━━ Material to process
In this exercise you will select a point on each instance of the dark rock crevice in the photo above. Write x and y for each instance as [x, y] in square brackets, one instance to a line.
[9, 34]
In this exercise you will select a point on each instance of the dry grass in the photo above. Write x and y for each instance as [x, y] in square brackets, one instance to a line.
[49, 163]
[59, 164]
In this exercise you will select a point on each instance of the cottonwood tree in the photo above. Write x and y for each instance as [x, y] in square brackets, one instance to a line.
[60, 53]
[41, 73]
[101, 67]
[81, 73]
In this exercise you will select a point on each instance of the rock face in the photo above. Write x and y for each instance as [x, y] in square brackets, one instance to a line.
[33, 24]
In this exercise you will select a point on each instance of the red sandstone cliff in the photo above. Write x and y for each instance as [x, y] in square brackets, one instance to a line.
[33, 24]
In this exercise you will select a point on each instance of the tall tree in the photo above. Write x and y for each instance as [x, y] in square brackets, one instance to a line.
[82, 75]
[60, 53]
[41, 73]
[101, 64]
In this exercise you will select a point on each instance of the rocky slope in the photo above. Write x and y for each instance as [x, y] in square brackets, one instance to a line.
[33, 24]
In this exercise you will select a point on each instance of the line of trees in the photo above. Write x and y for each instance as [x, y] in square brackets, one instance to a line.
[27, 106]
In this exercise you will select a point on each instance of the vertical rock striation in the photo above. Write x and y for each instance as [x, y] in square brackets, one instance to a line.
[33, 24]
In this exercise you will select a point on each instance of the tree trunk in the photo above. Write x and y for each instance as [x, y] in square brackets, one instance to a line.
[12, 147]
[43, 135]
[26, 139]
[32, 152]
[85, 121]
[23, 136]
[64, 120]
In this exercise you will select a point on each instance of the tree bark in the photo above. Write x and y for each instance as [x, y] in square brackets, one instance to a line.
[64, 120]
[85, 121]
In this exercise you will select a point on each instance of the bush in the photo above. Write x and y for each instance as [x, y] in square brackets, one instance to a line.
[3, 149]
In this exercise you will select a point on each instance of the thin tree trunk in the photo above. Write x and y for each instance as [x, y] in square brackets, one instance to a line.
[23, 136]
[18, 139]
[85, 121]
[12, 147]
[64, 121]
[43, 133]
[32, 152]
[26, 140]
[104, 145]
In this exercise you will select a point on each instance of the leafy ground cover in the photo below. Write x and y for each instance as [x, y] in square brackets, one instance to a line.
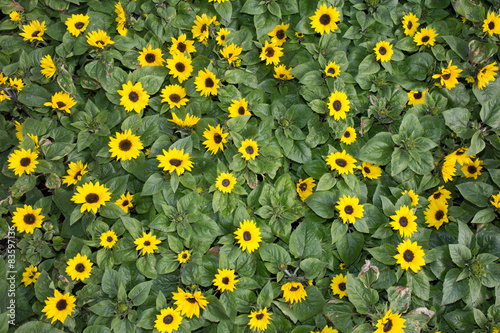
[245, 165]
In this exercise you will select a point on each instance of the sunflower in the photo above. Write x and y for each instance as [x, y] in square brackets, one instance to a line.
[349, 136]
[150, 57]
[278, 35]
[225, 280]
[225, 182]
[492, 24]
[33, 31]
[183, 256]
[338, 104]
[77, 24]
[147, 243]
[75, 173]
[27, 219]
[59, 307]
[410, 255]
[175, 160]
[338, 285]
[133, 97]
[61, 101]
[206, 83]
[48, 66]
[281, 73]
[304, 188]
[168, 320]
[473, 169]
[416, 97]
[180, 67]
[125, 146]
[486, 74]
[248, 236]
[182, 45]
[188, 121]
[91, 196]
[189, 303]
[108, 239]
[259, 320]
[349, 209]
[23, 161]
[383, 51]
[231, 53]
[404, 221]
[30, 275]
[249, 149]
[332, 69]
[436, 214]
[390, 323]
[342, 162]
[271, 53]
[125, 202]
[425, 37]
[79, 267]
[215, 139]
[410, 24]
[325, 19]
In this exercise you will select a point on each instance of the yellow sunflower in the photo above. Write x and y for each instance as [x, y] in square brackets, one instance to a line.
[410, 24]
[249, 149]
[91, 196]
[436, 214]
[225, 182]
[248, 236]
[206, 83]
[349, 209]
[486, 74]
[259, 320]
[27, 219]
[425, 37]
[175, 160]
[60, 306]
[180, 67]
[133, 97]
[99, 39]
[23, 161]
[48, 66]
[390, 323]
[338, 285]
[33, 31]
[189, 303]
[225, 280]
[125, 146]
[325, 19]
[304, 188]
[79, 267]
[125, 202]
[215, 139]
[168, 320]
[61, 101]
[410, 255]
[278, 35]
[338, 104]
[77, 24]
[342, 162]
[349, 136]
[404, 221]
[30, 275]
[75, 173]
[271, 53]
[108, 239]
[383, 51]
[448, 76]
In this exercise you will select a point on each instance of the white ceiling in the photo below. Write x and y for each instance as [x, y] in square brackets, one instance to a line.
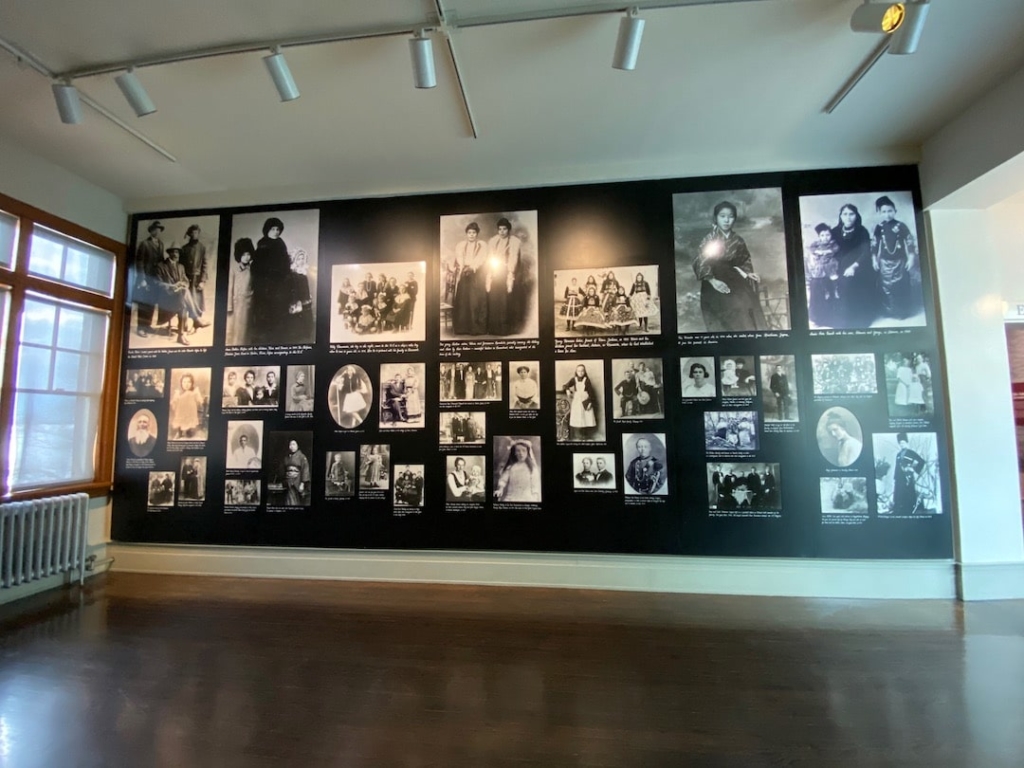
[730, 87]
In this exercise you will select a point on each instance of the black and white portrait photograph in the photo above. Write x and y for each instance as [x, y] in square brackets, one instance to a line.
[594, 471]
[844, 374]
[699, 377]
[844, 496]
[340, 474]
[488, 275]
[638, 388]
[408, 485]
[142, 433]
[731, 430]
[174, 283]
[299, 389]
[778, 377]
[192, 485]
[517, 469]
[401, 395]
[143, 384]
[463, 427]
[470, 381]
[245, 444]
[287, 469]
[730, 261]
[271, 278]
[466, 478]
[906, 473]
[861, 260]
[908, 385]
[349, 396]
[524, 385]
[739, 485]
[379, 302]
[841, 439]
[375, 467]
[161, 489]
[645, 464]
[607, 301]
[580, 401]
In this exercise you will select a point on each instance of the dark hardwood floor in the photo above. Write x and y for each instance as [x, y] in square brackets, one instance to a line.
[176, 671]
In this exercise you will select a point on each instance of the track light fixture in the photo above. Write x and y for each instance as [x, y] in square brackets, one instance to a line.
[281, 75]
[628, 44]
[135, 94]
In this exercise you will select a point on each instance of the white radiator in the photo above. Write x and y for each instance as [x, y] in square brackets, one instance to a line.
[43, 538]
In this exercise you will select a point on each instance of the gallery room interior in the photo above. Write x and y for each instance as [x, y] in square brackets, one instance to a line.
[522, 383]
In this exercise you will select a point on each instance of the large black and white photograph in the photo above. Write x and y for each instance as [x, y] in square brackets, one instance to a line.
[174, 283]
[594, 471]
[731, 430]
[645, 464]
[470, 381]
[245, 444]
[638, 387]
[906, 474]
[844, 374]
[861, 260]
[580, 401]
[349, 396]
[730, 261]
[743, 485]
[778, 377]
[401, 395]
[379, 302]
[607, 301]
[840, 436]
[271, 279]
[517, 469]
[488, 275]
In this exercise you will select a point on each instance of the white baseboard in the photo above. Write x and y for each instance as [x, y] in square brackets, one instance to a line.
[763, 577]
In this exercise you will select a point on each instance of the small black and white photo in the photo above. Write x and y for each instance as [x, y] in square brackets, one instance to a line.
[638, 386]
[844, 496]
[470, 381]
[906, 473]
[731, 430]
[340, 474]
[607, 301]
[738, 485]
[844, 374]
[349, 396]
[401, 395]
[840, 436]
[730, 261]
[699, 378]
[245, 444]
[488, 275]
[252, 386]
[379, 302]
[861, 260]
[908, 385]
[517, 469]
[780, 396]
[174, 283]
[161, 489]
[645, 464]
[271, 278]
[580, 401]
[594, 471]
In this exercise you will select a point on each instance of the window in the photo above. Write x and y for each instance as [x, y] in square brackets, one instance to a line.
[60, 312]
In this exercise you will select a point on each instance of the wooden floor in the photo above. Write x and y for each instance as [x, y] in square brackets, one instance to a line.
[173, 671]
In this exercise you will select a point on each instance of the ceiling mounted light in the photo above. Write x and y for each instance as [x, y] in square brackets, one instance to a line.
━━━━
Problem to solve:
Retype each entry precisely. Skip images entirely.

Response below:
In this exercise you will select a point on each instance of the dark rock crevice in the photo above. Write x and y for each instance as [x, y] in square brackets, one instance to a line.
[9, 34]
In this exercise you will select a point on each instance of the dry grass in the photo above. Write x and y for each instance as [x, y] in square brackets, one instance to a line.
[49, 163]
[59, 164]
In this exercise you will select a point on each instance of the cottonwood tree in the photo above. Write x and y for each instance as [x, y] in square brackets, one instance to a line.
[60, 53]
[41, 73]
[101, 67]
[81, 73]
In this exercise you will select a point on each instance of the rock face in the photo above. Write x and y for each instance as [x, y] in square brackets, one instance to a line.
[33, 24]
In this exercise you will select a point on each instance of the red sandstone cliff in the photo above. Write x and y for each instance as [x, y] in square brackets, one instance to a line.
[33, 24]
In this exercise you will select a point on each instance of the tall tree in the photo above. Write x and y for each instance as [x, y] in square brackets, one instance to a line.
[82, 75]
[60, 53]
[41, 73]
[101, 64]
In this exercise you will select a point on each instance of the rocky slope in the photo above. Write x and y for each instance as [x, y] in square brackets, one instance to a line.
[33, 24]
In this exercise you will select a point on each instance of the line of trees in the photo above. Write x and y for each instance as [x, y] in square brackets, one instance to a line.
[27, 106]
In this exercise you will select a point on each instance of the vertical rock striation in the photo above. Write x and y for each instance as [x, y] in square brackets, one instance to a line.
[33, 24]
In this exercise you will select a point on each instance of the tree trunk in the photo above. Write x and y for each instance as [x, y] in square brackets, one instance to a line.
[12, 147]
[43, 135]
[26, 139]
[32, 152]
[85, 121]
[23, 136]
[64, 120]
In this exercise you will select a point on each instance of the tree bark in the photo above. Write x and y for each instance as [x, y] in square brackets, one instance to a line.
[64, 120]
[85, 121]
In this exercise you will select a point on each instance of the bush in the photo above. Write x and y for each instance as [x, y] in square brackets, one instance to a line.
[3, 149]
In this exercise you will select a point on each instance of the thin tree trunk in the photo above. Write x and y for each instance as [x, y] in square brackets, one instance to a line.
[23, 136]
[18, 139]
[85, 121]
[12, 147]
[64, 121]
[43, 133]
[32, 152]
[26, 140]
[104, 145]
In this exercise you will select a point on each instance of the leafy ground cover in the photo below. Write x and y for each instance as [x, y] in square brackets, one instance to a line.
[245, 165]
In this exercise you will select a point on each instance of the sunflower in the photo above. Write x and y for each instance as [x, y] in square brackets, one instance to a line.
[349, 136]
[150, 57]
[278, 35]
[225, 280]
[225, 182]
[492, 24]
[33, 31]
[183, 256]
[338, 104]
[77, 24]
[147, 243]
[75, 173]
[27, 219]
[59, 307]
[410, 255]
[175, 160]
[338, 285]
[133, 97]
[61, 101]
[206, 83]
[48, 66]
[281, 73]
[304, 188]
[168, 320]
[473, 169]
[416, 97]
[180, 67]
[125, 146]
[486, 74]
[248, 236]
[182, 45]
[188, 121]
[91, 196]
[189, 303]
[108, 239]
[259, 320]
[349, 209]
[23, 161]
[383, 51]
[231, 53]
[404, 221]
[30, 275]
[249, 149]
[332, 69]
[436, 214]
[390, 323]
[342, 162]
[271, 53]
[125, 202]
[425, 37]
[79, 267]
[215, 139]
[410, 24]
[325, 19]
In this exercise you will select a point on each instance of the yellow sunflower in the photo above. Write x and y for each instance as [x, y] in square brackets, one instance to a line.
[410, 24]
[249, 149]
[91, 196]
[436, 214]
[225, 182]
[248, 236]
[206, 83]
[349, 209]
[486, 74]
[259, 320]
[27, 219]
[425, 37]
[175, 160]
[60, 306]
[180, 67]
[133, 97]
[99, 39]
[23, 161]
[48, 66]
[390, 323]
[338, 285]
[33, 31]
[189, 303]
[225, 280]
[125, 146]
[325, 19]
[304, 188]
[79, 267]
[125, 202]
[215, 139]
[168, 320]
[61, 101]
[410, 255]
[278, 35]
[338, 104]
[77, 24]
[342, 162]
[349, 136]
[404, 221]
[30, 275]
[75, 173]
[271, 53]
[108, 239]
[383, 51]
[448, 76]
In this exercise you will select a point on each instance of the white ceiling in the photo below. Write x and y for each instance as [x, y] in square brackets, one instance to a line.
[730, 87]
In this exercise you will select a point on each instance of the black and white portrait photograph in the photo above. Write x and y for each instance as [x, y] in square brackets, one instance to a line.
[594, 471]
[844, 374]
[699, 377]
[844, 496]
[340, 474]
[488, 275]
[638, 388]
[408, 485]
[142, 433]
[731, 430]
[174, 283]
[299, 389]
[778, 377]
[192, 485]
[517, 469]
[401, 395]
[143, 384]
[463, 427]
[470, 381]
[245, 444]
[287, 469]
[730, 261]
[271, 278]
[466, 478]
[906, 473]
[861, 260]
[908, 385]
[349, 396]
[524, 385]
[739, 485]
[379, 302]
[841, 439]
[375, 467]
[161, 489]
[645, 464]
[607, 301]
[580, 401]
In this exercise you will select a point on each instance of the dark hardwood floor in the photo above. Write x and y for each instance as [x, y] in square brackets, one instance to a line.
[176, 671]
In this exercise you will select a point on each instance of the track light fixture in the photo above. Write x and y for each instance as [x, y] in square brackets, one instance to a line.
[281, 75]
[628, 44]
[135, 94]
In this exercise you will select a point on each instance of the white radiator in the photo above. Write x and y for each instance as [x, y] in square brackets, one instance to a line.
[43, 538]
In this exercise you will select a point on each instance of the gallery room interior in the photo above. Write x and y for each instance as [x, y] in square brackets, one instance to a line.
[522, 383]
In this exercise you will select a point on each instance of the large black and white photograph in the photo above. Write x and y for each instance as [x, y] in square brackets, one instance to a line.
[174, 283]
[594, 471]
[731, 430]
[645, 464]
[470, 381]
[245, 444]
[638, 387]
[906, 474]
[844, 374]
[861, 260]
[580, 401]
[349, 396]
[730, 261]
[743, 485]
[778, 377]
[401, 395]
[379, 302]
[607, 301]
[840, 436]
[271, 279]
[517, 469]
[488, 275]
In this exercise you will select a point on each instance of the white baseboard in the photo above. Write x and y for each instance as [x, y] in square brackets, one instance to a line.
[763, 577]
In this exercise you will select a point on each instance of the small black and white photo in the photo above. Write x and y for each instance as [x, y] in square brackets, one instance to a line.
[638, 386]
[844, 496]
[470, 381]
[906, 473]
[731, 430]
[340, 474]
[607, 301]
[738, 485]
[844, 374]
[349, 396]
[401, 395]
[840, 436]
[730, 261]
[699, 378]
[245, 444]
[488, 275]
[252, 386]
[379, 302]
[861, 260]
[908, 385]
[517, 469]
[780, 396]
[174, 283]
[161, 489]
[645, 464]
[271, 278]
[580, 401]
[594, 471]
In this exercise you will select a point on each instance of the window in the photo above. Write x and y for each instance as [x, y] in square brackets, one instance to a line.
[60, 312]
In this exercise you will select a point on each instance of the wooden floor in the photo above. Write x and y for each instance as [x, y] in square brackets, one instance to a line.
[173, 671]
In this exercise you will select a point on each instance of the ceiling mounted light in the photo above. Write x and y for each instance as [x, y] in square brackets, one instance to a line.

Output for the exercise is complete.